Quote, without any changes, the part of the items that opens with the line containing "written like <point>89,373</point>." and closes with the line containing "<point>709,403</point>".

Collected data
-.-.-
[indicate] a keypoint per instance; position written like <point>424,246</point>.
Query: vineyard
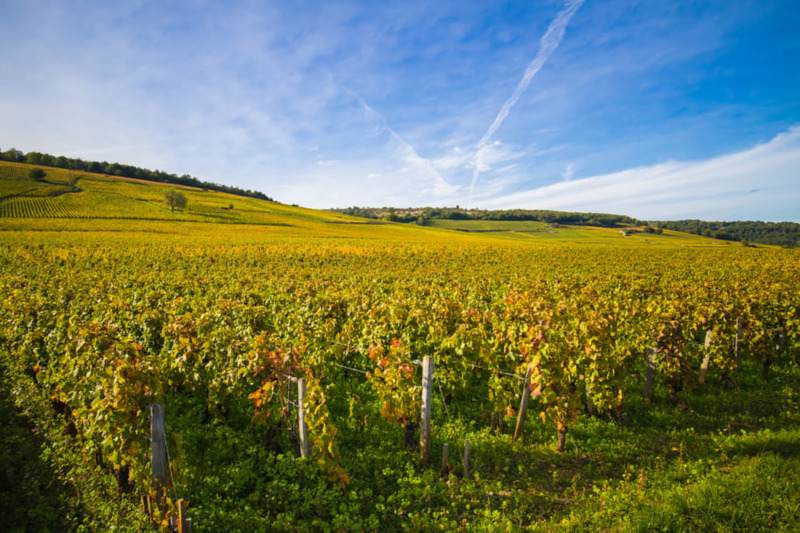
<point>662,379</point>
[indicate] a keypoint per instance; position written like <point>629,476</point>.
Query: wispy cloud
<point>729,187</point>
<point>550,41</point>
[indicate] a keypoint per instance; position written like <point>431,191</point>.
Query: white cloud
<point>569,172</point>
<point>738,186</point>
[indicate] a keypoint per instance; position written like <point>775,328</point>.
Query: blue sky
<point>657,110</point>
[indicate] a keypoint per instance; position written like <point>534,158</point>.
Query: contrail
<point>550,41</point>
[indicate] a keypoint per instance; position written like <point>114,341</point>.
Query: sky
<point>657,110</point>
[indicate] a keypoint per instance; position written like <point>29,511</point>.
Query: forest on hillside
<point>126,171</point>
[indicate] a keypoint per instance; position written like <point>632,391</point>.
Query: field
<point>217,313</point>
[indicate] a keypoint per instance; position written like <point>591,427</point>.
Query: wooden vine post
<point>466,458</point>
<point>425,418</point>
<point>184,524</point>
<point>158,450</point>
<point>523,406</point>
<point>650,373</point>
<point>701,378</point>
<point>738,346</point>
<point>305,442</point>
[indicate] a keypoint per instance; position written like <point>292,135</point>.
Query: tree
<point>175,199</point>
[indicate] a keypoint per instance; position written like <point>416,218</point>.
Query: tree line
<point>126,171</point>
<point>785,234</point>
<point>420,215</point>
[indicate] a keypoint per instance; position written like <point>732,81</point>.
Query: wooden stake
<point>181,516</point>
<point>158,448</point>
<point>701,378</point>
<point>738,345</point>
<point>649,374</point>
<point>425,417</point>
<point>523,405</point>
<point>466,458</point>
<point>305,443</point>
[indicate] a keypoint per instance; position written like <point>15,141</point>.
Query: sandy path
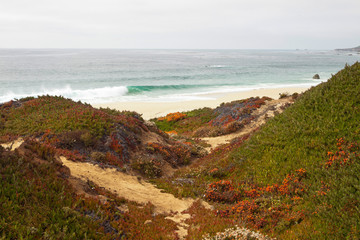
<point>133,189</point>
<point>265,111</point>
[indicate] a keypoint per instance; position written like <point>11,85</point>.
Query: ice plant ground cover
<point>294,178</point>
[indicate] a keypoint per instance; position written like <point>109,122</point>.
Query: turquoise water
<point>99,76</point>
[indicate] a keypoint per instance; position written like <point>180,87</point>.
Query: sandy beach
<point>156,109</point>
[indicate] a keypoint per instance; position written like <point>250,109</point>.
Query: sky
<point>180,24</point>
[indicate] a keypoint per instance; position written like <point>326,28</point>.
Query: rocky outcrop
<point>316,76</point>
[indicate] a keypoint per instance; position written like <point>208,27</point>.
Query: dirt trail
<point>265,111</point>
<point>133,189</point>
<point>13,145</point>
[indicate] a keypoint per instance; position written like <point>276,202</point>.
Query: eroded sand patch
<point>262,114</point>
<point>13,145</point>
<point>133,189</point>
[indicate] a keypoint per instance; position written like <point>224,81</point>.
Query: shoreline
<point>151,110</point>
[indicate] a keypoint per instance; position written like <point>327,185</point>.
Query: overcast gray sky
<point>234,24</point>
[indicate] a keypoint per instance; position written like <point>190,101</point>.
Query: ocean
<point>115,75</point>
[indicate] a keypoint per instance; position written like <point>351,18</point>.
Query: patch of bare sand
<point>266,111</point>
<point>133,189</point>
<point>13,145</point>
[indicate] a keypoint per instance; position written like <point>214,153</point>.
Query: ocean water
<point>113,75</point>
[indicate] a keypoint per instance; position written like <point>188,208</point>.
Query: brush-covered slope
<point>305,132</point>
<point>297,177</point>
<point>38,202</point>
<point>81,132</point>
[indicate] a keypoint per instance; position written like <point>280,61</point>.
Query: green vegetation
<point>37,202</point>
<point>189,123</point>
<point>207,122</point>
<point>279,181</point>
<point>297,177</point>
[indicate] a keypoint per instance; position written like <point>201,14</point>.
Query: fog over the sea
<point>241,24</point>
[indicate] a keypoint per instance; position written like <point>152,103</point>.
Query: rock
<point>147,222</point>
<point>316,76</point>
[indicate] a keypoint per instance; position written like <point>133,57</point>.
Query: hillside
<point>296,177</point>
<point>355,49</point>
<point>293,177</point>
<point>103,136</point>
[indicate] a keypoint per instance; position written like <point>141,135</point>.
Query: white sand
<point>156,109</point>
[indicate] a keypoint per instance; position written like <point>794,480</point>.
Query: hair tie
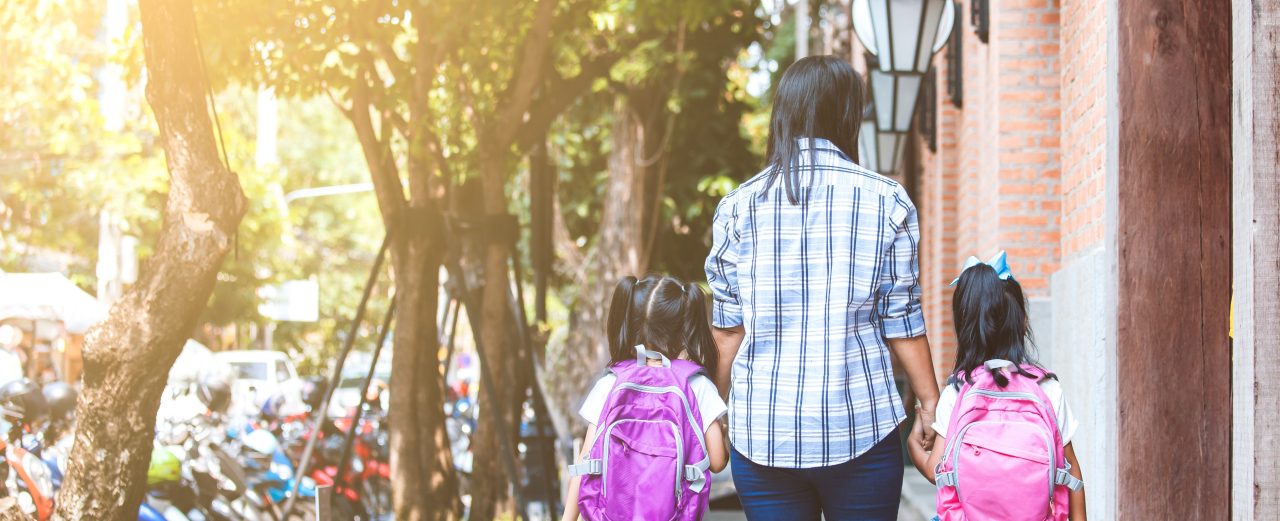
<point>999,263</point>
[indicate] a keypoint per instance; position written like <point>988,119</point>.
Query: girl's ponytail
<point>991,323</point>
<point>618,325</point>
<point>696,330</point>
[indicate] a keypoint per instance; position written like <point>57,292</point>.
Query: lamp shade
<point>904,33</point>
<point>880,150</point>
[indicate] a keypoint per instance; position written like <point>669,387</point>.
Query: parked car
<point>257,375</point>
<point>347,394</point>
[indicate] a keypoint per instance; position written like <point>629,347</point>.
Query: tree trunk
<point>10,511</point>
<point>620,252</point>
<point>424,485</point>
<point>127,357</point>
<point>503,391</point>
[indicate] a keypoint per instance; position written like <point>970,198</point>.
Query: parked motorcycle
<point>27,478</point>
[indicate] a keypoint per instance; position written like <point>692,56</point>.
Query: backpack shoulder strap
<point>686,370</point>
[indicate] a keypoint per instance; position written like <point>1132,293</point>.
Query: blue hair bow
<point>999,263</point>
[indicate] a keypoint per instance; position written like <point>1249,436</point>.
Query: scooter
<point>28,480</point>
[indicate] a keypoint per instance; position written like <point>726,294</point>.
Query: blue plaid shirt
<point>818,286</point>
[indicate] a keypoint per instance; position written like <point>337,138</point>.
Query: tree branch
<point>129,353</point>
<point>562,92</point>
<point>378,150</point>
<point>520,95</point>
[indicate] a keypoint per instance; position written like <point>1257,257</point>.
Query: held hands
<point>923,429</point>
<point>919,442</point>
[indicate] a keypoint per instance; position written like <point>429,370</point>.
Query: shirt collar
<point>821,144</point>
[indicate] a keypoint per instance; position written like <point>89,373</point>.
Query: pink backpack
<point>649,456</point>
<point>1004,460</point>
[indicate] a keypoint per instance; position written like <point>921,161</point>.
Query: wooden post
<point>1256,247</point>
<point>1174,269</point>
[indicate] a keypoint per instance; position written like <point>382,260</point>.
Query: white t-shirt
<point>1066,423</point>
<point>709,403</point>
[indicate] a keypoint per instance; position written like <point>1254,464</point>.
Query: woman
<point>813,270</point>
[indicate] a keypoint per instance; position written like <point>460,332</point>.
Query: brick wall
<point>937,204</point>
<point>1084,64</point>
<point>995,179</point>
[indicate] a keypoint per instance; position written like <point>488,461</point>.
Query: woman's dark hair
<point>663,314</point>
<point>991,323</point>
<point>817,97</point>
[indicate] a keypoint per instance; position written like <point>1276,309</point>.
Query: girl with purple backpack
<point>653,437</point>
<point>1004,428</point>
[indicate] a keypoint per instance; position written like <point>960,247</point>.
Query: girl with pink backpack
<point>653,437</point>
<point>1004,429</point>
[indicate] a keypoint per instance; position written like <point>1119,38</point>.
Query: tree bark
<point>424,485</point>
<point>503,391</point>
<point>128,356</point>
<point>10,511</point>
<point>620,251</point>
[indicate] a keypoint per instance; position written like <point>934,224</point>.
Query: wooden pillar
<point>1256,237</point>
<point>1174,265</point>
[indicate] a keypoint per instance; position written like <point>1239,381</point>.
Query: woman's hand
<point>924,452</point>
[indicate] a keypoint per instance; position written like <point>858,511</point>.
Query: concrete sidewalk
<point>917,501</point>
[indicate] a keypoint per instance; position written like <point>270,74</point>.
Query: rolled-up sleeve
<point>900,314</point>
<point>722,268</point>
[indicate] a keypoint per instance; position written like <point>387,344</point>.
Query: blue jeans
<point>865,489</point>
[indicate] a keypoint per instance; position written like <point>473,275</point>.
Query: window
<point>955,63</point>
<point>927,112</point>
<point>250,370</point>
<point>979,14</point>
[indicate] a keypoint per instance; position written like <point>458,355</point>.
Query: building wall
<point>993,182</point>
<point>1023,167</point>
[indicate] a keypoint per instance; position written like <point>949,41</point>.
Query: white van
<point>257,375</point>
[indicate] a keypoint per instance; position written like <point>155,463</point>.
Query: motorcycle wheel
<point>346,510</point>
<point>304,511</point>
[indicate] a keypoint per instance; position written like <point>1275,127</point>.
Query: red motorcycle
<point>24,475</point>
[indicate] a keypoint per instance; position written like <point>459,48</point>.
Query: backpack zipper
<point>680,456</point>
<point>1008,394</point>
<point>680,393</point>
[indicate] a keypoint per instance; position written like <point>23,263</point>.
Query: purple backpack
<point>648,460</point>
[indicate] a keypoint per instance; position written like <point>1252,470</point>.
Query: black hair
<point>663,314</point>
<point>817,97</point>
<point>991,323</point>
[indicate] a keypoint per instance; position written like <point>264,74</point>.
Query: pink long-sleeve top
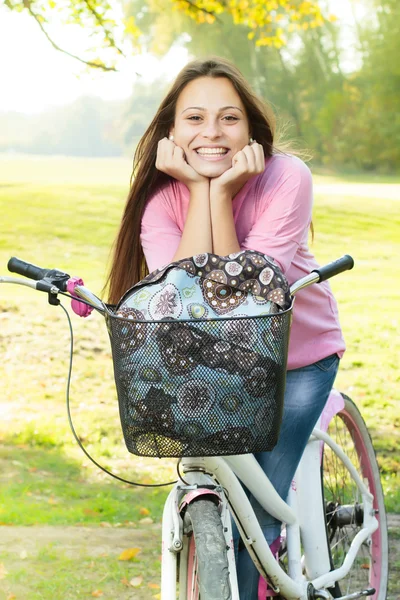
-.-.-
Answer in full:
[indicate] a keypoint per instance; position written like <point>89,373</point>.
Query: pink backpack
<point>649,456</point>
<point>1004,460</point>
[indicate] a keypoint per instance; position written like <point>921,161</point>.
Query: wooden post
<point>1256,247</point>
<point>1174,269</point>
[indicate] a keypoint per instance; position written like <point>382,260</point>.
Query: white t-shirt
<point>1066,423</point>
<point>709,403</point>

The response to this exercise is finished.